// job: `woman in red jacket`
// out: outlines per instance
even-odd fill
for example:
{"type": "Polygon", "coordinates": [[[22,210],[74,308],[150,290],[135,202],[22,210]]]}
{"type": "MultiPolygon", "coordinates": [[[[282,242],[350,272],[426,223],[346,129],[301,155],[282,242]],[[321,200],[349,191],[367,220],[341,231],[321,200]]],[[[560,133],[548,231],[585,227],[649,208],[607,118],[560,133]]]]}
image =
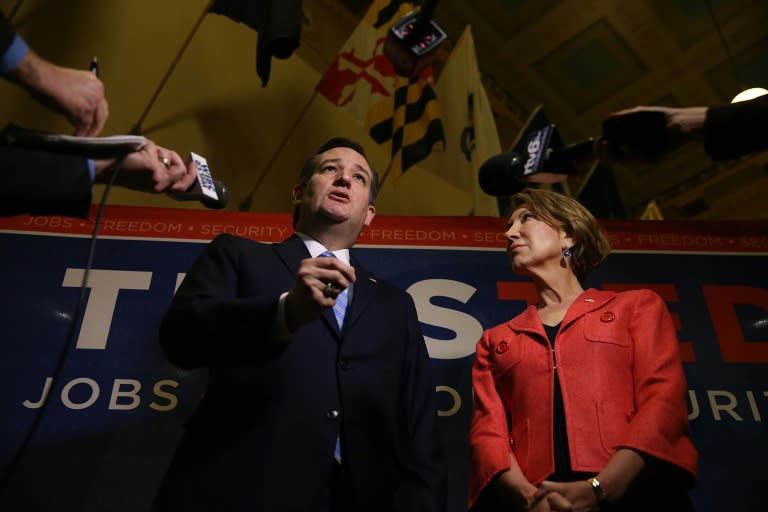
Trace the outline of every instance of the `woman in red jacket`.
{"type": "Polygon", "coordinates": [[[507,254],[538,301],[477,343],[470,508],[692,510],[698,455],[664,302],[582,288],[610,247],[578,202],[527,189],[512,209],[507,254]]]}

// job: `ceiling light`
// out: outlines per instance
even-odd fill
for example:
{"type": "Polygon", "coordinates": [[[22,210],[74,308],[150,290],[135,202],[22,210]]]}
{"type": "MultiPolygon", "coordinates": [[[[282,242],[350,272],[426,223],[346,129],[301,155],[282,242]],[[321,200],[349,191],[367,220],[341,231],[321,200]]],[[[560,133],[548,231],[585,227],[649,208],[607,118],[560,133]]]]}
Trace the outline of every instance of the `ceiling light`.
{"type": "Polygon", "coordinates": [[[741,91],[739,94],[733,97],[731,100],[731,103],[738,103],[740,101],[747,101],[754,98],[757,98],[758,96],[762,96],[763,94],[768,94],[768,90],[763,89],[762,87],[753,87],[751,89],[746,89],[744,91],[741,91]]]}

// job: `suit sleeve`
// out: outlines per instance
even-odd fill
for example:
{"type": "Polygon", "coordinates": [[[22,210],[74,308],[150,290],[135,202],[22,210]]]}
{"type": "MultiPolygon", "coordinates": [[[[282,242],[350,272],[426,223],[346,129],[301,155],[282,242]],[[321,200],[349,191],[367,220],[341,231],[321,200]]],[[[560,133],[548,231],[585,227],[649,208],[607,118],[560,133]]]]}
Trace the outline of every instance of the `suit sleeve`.
{"type": "Polygon", "coordinates": [[[490,362],[489,331],[477,342],[472,366],[474,402],[469,430],[470,476],[469,507],[484,492],[491,480],[510,468],[514,455],[509,446],[509,426],[504,404],[496,391],[490,362]]]}
{"type": "Polygon", "coordinates": [[[174,295],[160,325],[160,344],[176,366],[254,364],[282,348],[263,341],[269,339],[279,294],[238,293],[243,242],[227,234],[215,238],[174,295]]]}
{"type": "Polygon", "coordinates": [[[768,149],[768,95],[710,107],[704,147],[713,160],[726,160],[768,149]]]}
{"type": "Polygon", "coordinates": [[[630,335],[636,411],[619,446],[637,449],[696,475],[689,436],[686,380],[675,327],[656,293],[638,290],[630,335]]]}
{"type": "Polygon", "coordinates": [[[0,215],[86,217],[90,206],[85,157],[0,145],[0,215]]]}
{"type": "Polygon", "coordinates": [[[416,307],[408,300],[408,352],[403,380],[404,443],[399,449],[400,483],[393,510],[442,512],[446,508],[446,467],[438,432],[435,385],[416,307]]]}
{"type": "Polygon", "coordinates": [[[5,17],[5,14],[0,11],[0,55],[4,55],[13,42],[13,38],[16,36],[16,30],[5,17]]]}

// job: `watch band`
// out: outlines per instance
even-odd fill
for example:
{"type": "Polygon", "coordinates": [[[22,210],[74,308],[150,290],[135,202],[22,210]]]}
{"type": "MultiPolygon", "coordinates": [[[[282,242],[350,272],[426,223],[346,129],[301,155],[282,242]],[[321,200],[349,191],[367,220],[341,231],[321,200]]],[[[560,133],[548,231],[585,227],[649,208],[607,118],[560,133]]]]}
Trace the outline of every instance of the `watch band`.
{"type": "Polygon", "coordinates": [[[605,493],[603,492],[603,488],[600,486],[600,480],[593,476],[592,478],[587,479],[587,482],[590,486],[592,486],[592,492],[595,493],[597,503],[603,503],[605,501],[605,493]]]}

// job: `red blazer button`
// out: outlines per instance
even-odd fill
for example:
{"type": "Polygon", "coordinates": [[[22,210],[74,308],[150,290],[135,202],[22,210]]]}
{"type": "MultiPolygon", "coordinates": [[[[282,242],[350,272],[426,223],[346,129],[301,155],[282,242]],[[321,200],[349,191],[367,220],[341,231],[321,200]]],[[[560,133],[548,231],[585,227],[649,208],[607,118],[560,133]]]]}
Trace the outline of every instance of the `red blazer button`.
{"type": "Polygon", "coordinates": [[[601,322],[613,322],[615,319],[616,319],[616,315],[614,315],[610,311],[606,311],[605,313],[600,315],[601,322]]]}

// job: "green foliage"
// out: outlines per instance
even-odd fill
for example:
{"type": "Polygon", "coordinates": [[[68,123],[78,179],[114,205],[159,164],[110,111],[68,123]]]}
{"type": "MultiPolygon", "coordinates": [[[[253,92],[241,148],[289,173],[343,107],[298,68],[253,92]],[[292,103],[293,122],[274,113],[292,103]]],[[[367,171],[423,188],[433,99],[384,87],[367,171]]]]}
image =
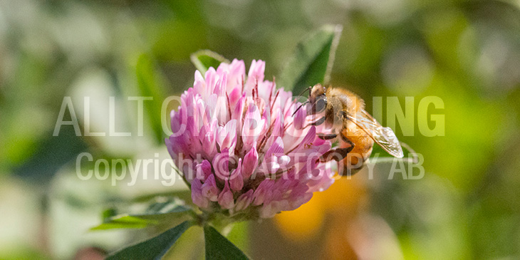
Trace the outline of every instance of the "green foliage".
{"type": "Polygon", "coordinates": [[[279,85],[297,94],[308,86],[327,84],[341,30],[341,26],[327,25],[305,37],[282,71],[279,85]]]}
{"type": "Polygon", "coordinates": [[[134,216],[121,216],[110,219],[108,222],[93,227],[90,230],[105,230],[113,229],[142,229],[148,224],[156,224],[157,222],[151,219],[144,219],[134,216]]]}
{"type": "Polygon", "coordinates": [[[107,259],[160,259],[193,224],[184,222],[159,236],[118,251],[107,259]]]}
{"type": "MultiPolygon", "coordinates": [[[[114,212],[113,209],[110,211],[110,213],[114,212]]],[[[191,209],[184,206],[183,202],[175,198],[165,202],[153,203],[145,212],[138,214],[106,216],[106,212],[108,211],[105,211],[103,223],[91,228],[90,230],[142,229],[150,224],[158,224],[159,220],[164,219],[167,214],[168,217],[178,218],[189,211],[191,209]]]]}
{"type": "Polygon", "coordinates": [[[204,227],[206,241],[206,259],[248,259],[249,258],[233,243],[211,226],[204,227]]]}
{"type": "Polygon", "coordinates": [[[162,87],[162,80],[159,74],[155,72],[155,68],[150,58],[143,54],[139,57],[136,66],[137,84],[139,85],[140,95],[143,97],[152,97],[153,100],[145,102],[145,109],[147,112],[147,118],[155,135],[157,143],[162,143],[162,126],[161,125],[161,109],[162,101],[166,95],[164,93],[162,87]]]}
{"type": "Polygon", "coordinates": [[[209,67],[215,69],[222,63],[229,63],[229,61],[227,60],[222,55],[214,53],[209,50],[202,50],[195,52],[191,56],[192,63],[195,66],[199,71],[204,76],[209,67]]]}

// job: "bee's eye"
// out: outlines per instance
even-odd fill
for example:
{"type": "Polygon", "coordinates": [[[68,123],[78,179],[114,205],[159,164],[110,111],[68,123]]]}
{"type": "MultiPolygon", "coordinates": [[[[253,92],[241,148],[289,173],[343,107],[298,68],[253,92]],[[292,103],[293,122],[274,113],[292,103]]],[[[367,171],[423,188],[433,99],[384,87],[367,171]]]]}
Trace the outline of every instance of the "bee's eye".
{"type": "Polygon", "coordinates": [[[325,107],[327,105],[327,101],[325,98],[318,98],[314,103],[313,112],[315,113],[321,113],[325,110],[325,107]]]}

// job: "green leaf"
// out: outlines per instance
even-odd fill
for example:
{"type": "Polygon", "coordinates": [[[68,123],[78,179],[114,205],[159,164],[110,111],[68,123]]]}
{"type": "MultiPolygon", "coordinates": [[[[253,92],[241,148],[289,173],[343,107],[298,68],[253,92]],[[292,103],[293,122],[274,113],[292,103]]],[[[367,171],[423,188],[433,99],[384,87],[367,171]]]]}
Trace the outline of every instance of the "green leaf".
{"type": "Polygon", "coordinates": [[[209,67],[217,68],[222,63],[229,63],[229,61],[224,58],[222,55],[209,50],[201,50],[192,54],[191,60],[193,65],[195,66],[200,73],[204,75],[209,67]]]}
{"type": "Polygon", "coordinates": [[[185,221],[159,236],[116,251],[107,259],[160,259],[192,225],[193,222],[185,221]]]}
{"type": "Polygon", "coordinates": [[[296,94],[317,83],[327,84],[342,28],[326,25],[307,36],[296,46],[278,84],[296,94]]]}
{"type": "Polygon", "coordinates": [[[115,210],[110,209],[103,212],[103,219],[105,219],[103,223],[91,228],[90,230],[142,229],[150,224],[158,224],[157,219],[164,219],[167,214],[179,217],[180,214],[188,213],[191,209],[184,206],[183,203],[184,202],[177,198],[155,202],[150,204],[144,212],[135,214],[115,216],[115,210]]]}
{"type": "Polygon", "coordinates": [[[144,107],[147,113],[154,135],[157,143],[163,143],[161,109],[166,95],[162,87],[164,80],[155,72],[150,58],[142,54],[137,60],[136,66],[139,93],[143,97],[152,97],[152,100],[145,100],[144,107]]]}
{"type": "Polygon", "coordinates": [[[210,226],[204,227],[206,260],[249,259],[244,252],[210,226]]]}
{"type": "Polygon", "coordinates": [[[143,227],[146,227],[148,224],[156,223],[157,222],[154,220],[144,219],[137,217],[125,215],[111,219],[109,222],[91,228],[90,230],[142,229],[143,227]]]}

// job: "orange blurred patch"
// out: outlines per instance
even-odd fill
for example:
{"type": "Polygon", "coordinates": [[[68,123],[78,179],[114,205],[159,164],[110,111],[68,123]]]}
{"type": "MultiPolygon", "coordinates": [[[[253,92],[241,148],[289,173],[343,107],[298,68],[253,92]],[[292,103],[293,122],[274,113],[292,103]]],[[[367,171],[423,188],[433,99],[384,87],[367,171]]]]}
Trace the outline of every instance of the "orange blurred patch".
{"type": "MultiPolygon", "coordinates": [[[[363,173],[361,171],[358,174],[363,173]]],[[[365,195],[363,178],[355,175],[351,180],[343,177],[336,180],[328,189],[314,192],[311,201],[297,209],[276,214],[275,223],[288,239],[307,241],[318,234],[327,215],[351,219],[360,206],[365,204],[365,195]]]]}

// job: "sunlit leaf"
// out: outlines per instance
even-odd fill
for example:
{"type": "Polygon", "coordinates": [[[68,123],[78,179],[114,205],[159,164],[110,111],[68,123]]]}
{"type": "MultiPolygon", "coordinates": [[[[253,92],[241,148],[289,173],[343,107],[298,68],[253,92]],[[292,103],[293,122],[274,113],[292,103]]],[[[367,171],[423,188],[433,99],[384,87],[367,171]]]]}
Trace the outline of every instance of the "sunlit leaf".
....
- [Brief]
Which lines of the entries contain the string "light"? Copy each one in full.

- [Solution]
// job: `ceiling light`
Trace the outline of every instance of the `ceiling light`.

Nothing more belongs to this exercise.